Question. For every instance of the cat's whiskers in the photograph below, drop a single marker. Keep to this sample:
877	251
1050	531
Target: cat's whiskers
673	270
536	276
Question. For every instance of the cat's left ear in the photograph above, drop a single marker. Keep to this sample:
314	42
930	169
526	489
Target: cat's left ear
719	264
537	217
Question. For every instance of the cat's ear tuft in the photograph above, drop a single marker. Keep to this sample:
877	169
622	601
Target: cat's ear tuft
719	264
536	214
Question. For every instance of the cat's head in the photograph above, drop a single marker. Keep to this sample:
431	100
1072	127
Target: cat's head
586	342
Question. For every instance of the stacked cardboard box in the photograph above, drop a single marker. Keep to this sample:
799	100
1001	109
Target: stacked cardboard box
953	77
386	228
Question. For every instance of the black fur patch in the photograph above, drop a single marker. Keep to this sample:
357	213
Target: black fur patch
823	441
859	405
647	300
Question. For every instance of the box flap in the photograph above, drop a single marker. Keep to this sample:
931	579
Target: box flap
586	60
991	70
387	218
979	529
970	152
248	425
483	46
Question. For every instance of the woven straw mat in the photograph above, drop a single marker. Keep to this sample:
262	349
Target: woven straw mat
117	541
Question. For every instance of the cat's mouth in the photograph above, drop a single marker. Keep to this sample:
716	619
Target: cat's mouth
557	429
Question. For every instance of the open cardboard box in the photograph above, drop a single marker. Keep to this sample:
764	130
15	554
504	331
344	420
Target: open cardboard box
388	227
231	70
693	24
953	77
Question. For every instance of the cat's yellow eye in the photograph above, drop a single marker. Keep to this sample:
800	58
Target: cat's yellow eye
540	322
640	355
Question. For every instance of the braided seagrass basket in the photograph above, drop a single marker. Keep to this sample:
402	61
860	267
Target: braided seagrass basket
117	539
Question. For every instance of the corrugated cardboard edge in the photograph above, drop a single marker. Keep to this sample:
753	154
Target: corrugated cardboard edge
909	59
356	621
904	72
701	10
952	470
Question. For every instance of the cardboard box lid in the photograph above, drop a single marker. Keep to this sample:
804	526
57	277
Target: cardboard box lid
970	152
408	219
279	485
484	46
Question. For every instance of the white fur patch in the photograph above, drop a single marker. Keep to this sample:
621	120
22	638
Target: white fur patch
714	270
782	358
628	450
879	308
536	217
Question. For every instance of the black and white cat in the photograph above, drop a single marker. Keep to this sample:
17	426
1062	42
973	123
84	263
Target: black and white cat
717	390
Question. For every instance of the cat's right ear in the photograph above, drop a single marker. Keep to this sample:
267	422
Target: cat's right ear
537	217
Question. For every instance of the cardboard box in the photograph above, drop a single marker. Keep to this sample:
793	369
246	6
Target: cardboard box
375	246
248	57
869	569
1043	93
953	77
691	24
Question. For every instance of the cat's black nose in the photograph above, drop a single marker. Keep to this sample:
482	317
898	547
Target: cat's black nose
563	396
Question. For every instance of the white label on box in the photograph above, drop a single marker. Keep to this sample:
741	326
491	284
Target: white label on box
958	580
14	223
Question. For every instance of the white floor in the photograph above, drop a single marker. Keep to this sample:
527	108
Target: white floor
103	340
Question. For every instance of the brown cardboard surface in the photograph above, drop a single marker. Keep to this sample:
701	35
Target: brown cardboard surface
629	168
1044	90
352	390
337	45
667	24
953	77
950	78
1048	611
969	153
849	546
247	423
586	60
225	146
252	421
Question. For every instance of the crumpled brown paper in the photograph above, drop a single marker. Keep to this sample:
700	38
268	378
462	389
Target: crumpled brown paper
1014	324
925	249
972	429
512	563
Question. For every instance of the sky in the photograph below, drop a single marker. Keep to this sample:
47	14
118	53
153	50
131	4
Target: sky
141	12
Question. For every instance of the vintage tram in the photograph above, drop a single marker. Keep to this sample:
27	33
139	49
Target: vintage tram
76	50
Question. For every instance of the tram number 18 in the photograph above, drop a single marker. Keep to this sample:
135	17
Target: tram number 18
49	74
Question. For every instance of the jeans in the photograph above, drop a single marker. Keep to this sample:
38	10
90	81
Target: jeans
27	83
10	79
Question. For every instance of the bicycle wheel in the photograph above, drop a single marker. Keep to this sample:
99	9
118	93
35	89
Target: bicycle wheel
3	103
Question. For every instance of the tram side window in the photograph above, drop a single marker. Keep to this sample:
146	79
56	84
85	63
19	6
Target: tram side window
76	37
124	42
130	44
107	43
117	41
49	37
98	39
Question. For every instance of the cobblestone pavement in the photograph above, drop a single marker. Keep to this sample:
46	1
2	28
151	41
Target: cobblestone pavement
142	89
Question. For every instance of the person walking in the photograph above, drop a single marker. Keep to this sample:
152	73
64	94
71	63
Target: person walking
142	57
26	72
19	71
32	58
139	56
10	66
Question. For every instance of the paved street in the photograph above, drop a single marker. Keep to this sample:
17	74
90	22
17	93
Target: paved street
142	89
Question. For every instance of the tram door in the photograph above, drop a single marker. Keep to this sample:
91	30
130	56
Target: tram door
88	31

──────────────────────────────

Exercise brief: Convert the records, starting at the line that contains "Question. For every instance of the sky" and continuing through the end of the records, into a JSON list of strings with one string per line and no blank lines.

Response to this exercise:
[
  "Question. For every instance of the sky in the photograph below, drop a single marker. Keep to this sample:",
  "47\t14",
  "118\t53",
  "153\t50",
  "131\t4",
  "Target: sky",
  "141\t12",
  "Question. For every instance of the vintage tram in the photograph above, drop a single marker. Keep to this sample:",
  "27\t33",
  "139\t49",
  "Target: vintage tram",
  "76\t50",
  "Question. For every instance of the tram number 18 in the photograph above, drop a single marker. Keep to this sample:",
  "135\t17",
  "Target: tram number 18",
  "49\t74",
  "Question. For every instance of the jeans in the photograph above, drop a single marker. Keep to this sample:",
  "38\t10",
  "90\t81",
  "Target: jeans",
  "27\t83",
  "10\t79",
  "Question. For every instance of the bicycle wheel in the photograph above, drop a single marker. Keep to this sample:",
  "99\t9",
  "118\t93",
  "35\t89",
  "Target: bicycle wheel",
  "3\t103",
  "Question. For every instance of the tram side window in the photograph above, drop a single marker. Keep to this sample:",
  "146\t79",
  "56\t84",
  "85\t63",
  "19\t6",
  "Target: tram side window",
  "76\t37",
  "124\t42",
  "130\t44",
  "107\t43",
  "117\t41",
  "49\t37",
  "98\t39",
  "Question. For every instance of the cobblestone pavement in the photograph above, drop a single marker. Keep to this sample:",
  "46\t1",
  "2\t28",
  "151\t41",
  "Target: cobblestone pavement",
  "142\t89",
  "Question. For every instance of the person walking in the photograph above, drop a single marker. Keep to this sample:",
  "152\t73",
  "64\t94",
  "71\t63",
  "Target: person walking",
  "142\t57",
  "26\t72",
  "19\t71",
  "32\t58",
  "139\t56",
  "10\t66",
  "Question. For every instance of the paved street in the photograph above, drop a single marker. Keep to this sample:",
  "17\t74",
  "90\t22",
  "17\t93",
  "Target: paved street",
  "142\t89",
  "Question. For every instance of the tram door in the photograph above, drop a single marker. Keep to this sample:",
  "91\t30",
  "130\t56",
  "Target: tram door",
  "88\t31"
]